● Texto de origem
··········

O professor, antropólogo e escritor Manuel Brito-Semedo vai proferir no sábado, 30 de outubro, uma conferência sobre os 90 anos da Igreja do Nazareno em São Vicente, uma história desta igreja mas que se mistura com a da ilha, cujos contornos são desconhecidos. Na sequencia, será distribuída uma brochura, com fotografias e bibliografias, um material que Brito-Semedo espera ser um contributo para melhor conhecer e valorizar o passado desta igreja e ajudar a projectar o seu futuro.
Em conversa com Mindelinsite, Brito-Semedo fez uma antevisão desta conferência que, afirma, é fruto de uma aturada investigação cientifica e propõe repor parte da historia da Igreja no Nazareno em São Vicente, que foi rasurada. Segundo o professor, esta igreja evangélica chegou em Cabo Verde, mais precisamente na ilha Brava em 1901 e foi introduzida por um emigrante de nome João José Dias. “Em 1908 as igrejas mundiais fundiram e deram origem a actual Igreja do Nazareno e o missionário cabo-verdiano João José Dias e a sua obra foram nela associada. A Igreja do Nazareno da Brava a segunda no mundo e a primeira em África. É este mesmo João Dias que, no inicio da deca de 1930 fez contactos e veio para São Vicente. Em 1931 foi constituída a primeira Igreja do Nazareno desta ilha”, conta.
O Reverendo João José Dias, prossegue Brito-Semedo, esteve 35 anos em Cabo Verde a trabalhar sozinho. Mas, a partir de 1936, começaram a chegar os missionário vindos dos Estados Unidos, sendo o primeiro o Reverendo Everette Howard, que rompeu com as experiências e praticas anteriores. “A partir de então houve uma narrativa, sobretudo escrita, de que o trabalho desta igreja começou com a chegada dos missionários. Aliás, os documentos oficiais indicam que a Igreja do Nazareno de São Vicente foi fundada em 1950. É exactamente este período que quero esclarecer e fixar. Por isso, não apenas vou fazer a conferência como vai ser disponibilizada uma brochura com 28 páginas.”
Este “apagamento” da história, segundo o professor, deu-se porque houve uma incompatibilização entre o velho e os novos missionários, que resultou em uma cisão. “Os problemas começaram na Brava, mas foram transferidos para São Vicente. Na sequencia, houve uma cisão e um grupo de leigos saiu da igreja junto com Manuel Ramos, que criou depois a igreja Baptista”, descreve Brito-Semedo, que justifica esta sua pesquisa dizendo trabalhar com memória e com etno-história, pelo que valoriza a cultura e o homem da terra. “Quero valorizar o trabalho nativo deste período que não é falado e sequer está registado e que só começou a ser valorizado nesta igreja a partir da década de 1990”, pontua.
Mestrado e doutoramentos
Os poucos documentos escritos existentes sobre a história da Igreja do Nazareno em Cabo Verde, de acordo com o professor Brito-Semedo, são uma tese de mestrado muito narrativo e dois doutoramentos, um em inglês e outro sobre os “Missionários do Sul”, nome atribuído aos cabo-verdianos que foram para Portugal para estabelecer esta igreja naquele país. “Vou por isso aproveitar esta conferência para fazer uma homenagem a três nativos: João José Dias, o primeiro missionário enviado para Cabo Verde em 19901; o leigo santantonense Augusto Manuel Miranda, que assumiu a igreja em São Vicente nas ausências do Rev. Dias residia na Brava que residia na Brava; e Francisco Xavier Ferreira, o primeiro pastor oficial da Igreja do Nazareno em S. Vicente, em 1950.”

··········

● Excerto de dados
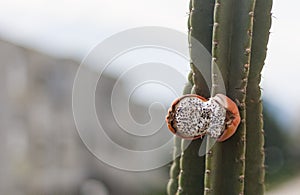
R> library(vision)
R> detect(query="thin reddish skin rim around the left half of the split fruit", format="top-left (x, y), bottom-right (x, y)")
top-left (166, 94), bottom-right (207, 140)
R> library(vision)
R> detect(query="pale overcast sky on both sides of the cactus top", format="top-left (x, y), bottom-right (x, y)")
top-left (0, 0), bottom-right (300, 127)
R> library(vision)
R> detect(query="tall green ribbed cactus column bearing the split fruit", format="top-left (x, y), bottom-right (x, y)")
top-left (168, 0), bottom-right (272, 195)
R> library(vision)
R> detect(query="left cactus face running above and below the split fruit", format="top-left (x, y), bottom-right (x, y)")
top-left (177, 0), bottom-right (214, 195)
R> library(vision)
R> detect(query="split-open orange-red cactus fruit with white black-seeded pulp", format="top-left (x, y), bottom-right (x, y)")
top-left (166, 94), bottom-right (240, 141)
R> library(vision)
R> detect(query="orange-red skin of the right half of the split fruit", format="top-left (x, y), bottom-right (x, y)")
top-left (214, 94), bottom-right (241, 142)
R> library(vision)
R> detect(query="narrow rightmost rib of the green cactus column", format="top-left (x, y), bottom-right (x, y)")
top-left (245, 0), bottom-right (272, 195)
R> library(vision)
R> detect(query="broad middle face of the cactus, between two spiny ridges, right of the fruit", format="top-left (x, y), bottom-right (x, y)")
top-left (205, 0), bottom-right (255, 194)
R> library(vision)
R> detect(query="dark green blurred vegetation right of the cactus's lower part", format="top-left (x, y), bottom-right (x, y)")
top-left (263, 103), bottom-right (300, 190)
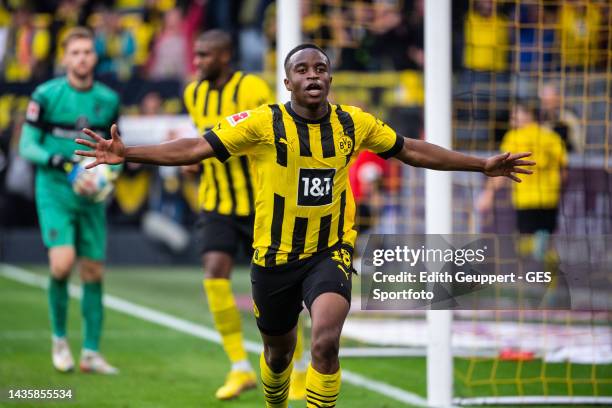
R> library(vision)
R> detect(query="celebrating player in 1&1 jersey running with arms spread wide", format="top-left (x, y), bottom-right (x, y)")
top-left (77, 44), bottom-right (533, 407)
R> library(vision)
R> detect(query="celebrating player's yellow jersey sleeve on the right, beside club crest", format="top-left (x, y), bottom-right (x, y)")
top-left (355, 111), bottom-right (404, 159)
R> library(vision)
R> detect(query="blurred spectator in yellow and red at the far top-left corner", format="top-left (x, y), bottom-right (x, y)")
top-left (4, 7), bottom-right (50, 82)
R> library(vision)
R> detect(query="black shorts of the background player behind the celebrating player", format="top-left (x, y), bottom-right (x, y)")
top-left (196, 211), bottom-right (254, 259)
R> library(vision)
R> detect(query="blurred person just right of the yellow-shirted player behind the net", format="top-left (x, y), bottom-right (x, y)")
top-left (539, 82), bottom-right (586, 153)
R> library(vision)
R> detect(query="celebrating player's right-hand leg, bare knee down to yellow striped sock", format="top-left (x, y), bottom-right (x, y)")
top-left (306, 293), bottom-right (350, 407)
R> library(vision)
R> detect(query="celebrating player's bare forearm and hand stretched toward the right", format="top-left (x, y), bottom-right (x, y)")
top-left (395, 138), bottom-right (535, 183)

··········

● Tarefas
1. No texto sobre a Igreja do Nazareno, quem introduziu esta igreja na ilha Brava em 1901?
2. Resume em duas frases o texto sobre a Igreja do Nazareno.
3. Prossegue o texto sobre a Igreja do Nazareno em São Vicente a partir da sua última frase.
Os registos provêm de outra fonte.

● Respostas por item
1. Um emigrante chamado João José Dias.

2. Manuel Brito-Semedo vai proferir, a 30 de outubro, uma conferência sobre os 90 anos da Igreja do Nazareno em São Vicente, acompanhada de uma brochura, para repor uma parte da história desta igreja que foi rasurada. Segundo ele, a primeira Igreja do Nazareno da ilha foi constituída em 1931 por iniciativa de João José Dias, mas, com a chegada dos missionários dos Estados Unidos a partir de 1936, passou a dizer-se que o trabalho começara com eles, um apagamento que o professor atribui à incompatibilização entre o velho e os novos missionários e que quer corrigir, valorizando o trabalho nativo desse período.

3.
Para este antropólogo, com especialidade em Etnologia, a história da Igreja do Nazareno vem de longe e é motivo de orgulho, pelo que precisa ser conhecida e valorizada. “Vamos contar esta historia desde os primórdios com a chegada do Rev. João Dias na Brava e, depois, em São Vicente. Trazer os seus momentos áureos, na década de 1950, em que se construiu o templo em SV, a Editora Nazarena e a igreja tinha dois navios: Boas Novas e Novas de Alegria. Esta é uma historia que não está registada e é desconhecida. Foi por isso que decidimos transformar esta conferencia numa brochura com 28 páginas, com fotografias destas três figuras nativas, biografias, etc. É o meu contributo.”
Mas, como a Igreja do Nazareno não vive apenas do passado, Brito-Semedo vai falar também do presente, da Igreja do Mindelo e da sua expansão para os bairros periféricos. “Vamos traçar todo o seu percurso histórico até hoje. Temos dados estatísticos recentes que nos mostram a posição da Igreja do Nazareno a nível nacional e que constam do Censo 2021, ou seja, a percentagem de penetração em relação as outras. Em suma, vamos falar da história passada, com enfoque no hoje.”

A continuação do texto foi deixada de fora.